**Énoncé**
Dites si chacune des affirmations suivantes concorde avec le texte sur l'informatique ci-dessous, en répondant par oui ou par non et en citant exactement les mots du texte qui tranchent.
1. La personne qui raconte a attendu longtemps avant d'être embauchée.
2. Les utilisateurs de l'outil informatique réclamaient plus de décentralisation.
3. On a décidé d'écrire des « routines » parce que beaucoup de tâches étaient répétitives.

**Texte présenté**
*-*-*
Le professeur en charge de cette matière s'est révélé, au fil du temps, mon guide et mon ami. C'est lui qui m'a appris à synthétiser les problèmes, à tirer l'essentiel d'un argument (par des séances de lecture rapide), à exposer un propos, à défendre des idées. Mais surtout à toujours avoir un œil critique sur nombre de sujets. Comme je l'ai dit précédemment le livre d'Aurélie Jean aborde ces sujets en disant qu'il faudrait que l'on associe plus de philosophie et de science sociale dans les développements informatiques.
Mais que s'est il passé entre 1971 et 1980, date importante pour Aurélie Jean?
J'avais mon diplôme en poche, je n'ai pas attendu pour être embauché. J'étais célibataire et je ne comptais pas mes heures.
Mais on nous a demandé d'informatiser de plus en plus vite fonctions administratives et techniques. Les sociétés, et surtout les utilisateurs de l'outil informatique, demandaient plus de souplesse, plus de décentralisation, plus de communication entre les services.
C'est alors que les organigrammes et la rédaction des programmes ont largement évolué.
On perdait trop de temps sur la confection des organigrammes et surtout, chacun avait sa propre logique. Cela rendait le travail difficile quand il fallait intégrer de nouvelles contraintes dans les programmes. Alors on a commencé à "penser" différemment. On a construit une logique universelle pour les programmes. On s'était aperçu qu'il y avait énormément de tâches répétitives. On s'est donc dit qu'il fallait écrire des "routines" (le terme explique bien ce que cela représente). Une fois que les méthodes de construction ont été formalisées, il a fallu faire évoluer les langages pour les adapter à ces routines. C'était le début des langages évolués dits de 4ème génération (je n'avais pas eu le temps de réaliser qu'il y en avait eu 3 avant...).
*-*-*
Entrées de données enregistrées

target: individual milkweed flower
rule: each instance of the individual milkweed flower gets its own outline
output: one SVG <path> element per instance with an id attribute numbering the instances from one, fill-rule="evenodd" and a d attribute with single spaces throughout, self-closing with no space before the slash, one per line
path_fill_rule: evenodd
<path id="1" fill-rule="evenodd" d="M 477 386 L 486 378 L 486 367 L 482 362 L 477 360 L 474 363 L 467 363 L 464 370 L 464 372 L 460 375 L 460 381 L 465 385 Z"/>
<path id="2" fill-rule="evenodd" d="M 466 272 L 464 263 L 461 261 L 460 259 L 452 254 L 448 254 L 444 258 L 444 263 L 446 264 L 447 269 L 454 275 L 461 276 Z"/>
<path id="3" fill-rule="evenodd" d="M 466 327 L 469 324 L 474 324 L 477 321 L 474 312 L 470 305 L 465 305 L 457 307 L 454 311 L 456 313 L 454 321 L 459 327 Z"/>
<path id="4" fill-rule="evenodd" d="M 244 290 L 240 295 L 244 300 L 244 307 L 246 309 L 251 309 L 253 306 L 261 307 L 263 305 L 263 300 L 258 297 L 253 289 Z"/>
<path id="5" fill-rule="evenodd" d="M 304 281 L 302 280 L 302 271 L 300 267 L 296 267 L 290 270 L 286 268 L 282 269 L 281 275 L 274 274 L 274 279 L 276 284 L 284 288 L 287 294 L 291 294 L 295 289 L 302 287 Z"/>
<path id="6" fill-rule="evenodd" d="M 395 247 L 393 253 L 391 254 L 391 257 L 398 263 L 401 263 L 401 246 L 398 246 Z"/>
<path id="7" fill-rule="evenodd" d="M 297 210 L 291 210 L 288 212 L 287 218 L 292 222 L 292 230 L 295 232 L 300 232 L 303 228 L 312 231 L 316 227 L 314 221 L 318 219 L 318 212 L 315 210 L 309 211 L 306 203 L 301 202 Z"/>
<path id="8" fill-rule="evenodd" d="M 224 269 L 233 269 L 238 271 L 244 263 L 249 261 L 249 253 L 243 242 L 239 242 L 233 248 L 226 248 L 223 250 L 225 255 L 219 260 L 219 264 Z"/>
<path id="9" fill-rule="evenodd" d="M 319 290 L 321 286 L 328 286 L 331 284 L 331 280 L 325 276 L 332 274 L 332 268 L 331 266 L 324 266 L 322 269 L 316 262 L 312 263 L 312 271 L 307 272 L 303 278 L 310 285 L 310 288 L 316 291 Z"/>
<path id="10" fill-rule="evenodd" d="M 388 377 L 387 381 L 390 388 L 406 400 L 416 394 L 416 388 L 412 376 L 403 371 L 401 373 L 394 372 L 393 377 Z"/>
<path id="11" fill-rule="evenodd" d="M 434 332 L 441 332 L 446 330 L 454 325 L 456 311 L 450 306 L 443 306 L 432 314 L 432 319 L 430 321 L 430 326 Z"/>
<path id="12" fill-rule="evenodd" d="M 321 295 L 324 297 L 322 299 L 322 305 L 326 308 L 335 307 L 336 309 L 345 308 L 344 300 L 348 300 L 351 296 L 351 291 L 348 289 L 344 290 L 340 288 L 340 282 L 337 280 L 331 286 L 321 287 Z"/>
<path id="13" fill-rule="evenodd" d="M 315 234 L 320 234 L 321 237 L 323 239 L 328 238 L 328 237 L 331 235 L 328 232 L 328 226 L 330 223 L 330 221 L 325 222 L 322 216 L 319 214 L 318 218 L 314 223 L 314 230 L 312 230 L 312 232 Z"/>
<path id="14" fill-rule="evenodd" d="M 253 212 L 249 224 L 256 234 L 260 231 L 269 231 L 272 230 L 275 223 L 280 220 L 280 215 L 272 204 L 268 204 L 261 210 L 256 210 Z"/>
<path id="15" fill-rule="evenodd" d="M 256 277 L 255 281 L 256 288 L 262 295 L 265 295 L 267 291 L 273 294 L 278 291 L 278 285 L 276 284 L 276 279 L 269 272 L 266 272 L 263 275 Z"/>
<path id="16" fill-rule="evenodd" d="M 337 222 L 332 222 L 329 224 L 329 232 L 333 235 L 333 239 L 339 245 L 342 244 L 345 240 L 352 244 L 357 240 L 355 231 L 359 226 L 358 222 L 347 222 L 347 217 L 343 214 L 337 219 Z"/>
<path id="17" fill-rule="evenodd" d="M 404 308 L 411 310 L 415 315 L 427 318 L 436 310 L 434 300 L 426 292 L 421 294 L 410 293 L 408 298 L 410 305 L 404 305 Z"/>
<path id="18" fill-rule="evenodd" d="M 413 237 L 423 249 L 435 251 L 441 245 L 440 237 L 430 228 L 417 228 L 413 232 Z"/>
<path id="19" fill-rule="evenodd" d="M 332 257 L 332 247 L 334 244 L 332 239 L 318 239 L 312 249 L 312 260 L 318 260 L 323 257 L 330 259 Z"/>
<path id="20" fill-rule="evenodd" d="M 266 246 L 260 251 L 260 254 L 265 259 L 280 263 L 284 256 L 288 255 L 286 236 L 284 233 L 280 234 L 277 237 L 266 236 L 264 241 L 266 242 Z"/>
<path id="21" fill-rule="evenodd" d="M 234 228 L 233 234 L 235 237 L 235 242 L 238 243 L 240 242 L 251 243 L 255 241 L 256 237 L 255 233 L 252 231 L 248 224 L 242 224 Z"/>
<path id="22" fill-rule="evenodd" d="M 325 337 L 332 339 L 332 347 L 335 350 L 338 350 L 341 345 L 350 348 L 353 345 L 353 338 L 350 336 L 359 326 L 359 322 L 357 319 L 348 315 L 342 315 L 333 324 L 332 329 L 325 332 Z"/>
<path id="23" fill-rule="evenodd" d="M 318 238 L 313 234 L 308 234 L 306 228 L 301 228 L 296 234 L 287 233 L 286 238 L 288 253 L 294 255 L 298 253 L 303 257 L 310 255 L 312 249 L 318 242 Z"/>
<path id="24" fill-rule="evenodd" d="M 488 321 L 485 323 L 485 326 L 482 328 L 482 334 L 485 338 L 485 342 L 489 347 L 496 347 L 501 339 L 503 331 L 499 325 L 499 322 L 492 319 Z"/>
*-*-*
**Réponse**
1. Non : « je n'ai pas attendu pour être embauché ».
2. Oui : « demandaient plus de souplesse, plus de décentralisation ».
3. Oui : « il y avait énormément de tâches répétitives. On s'est donc dit qu'il fallait écrire des "routines" ».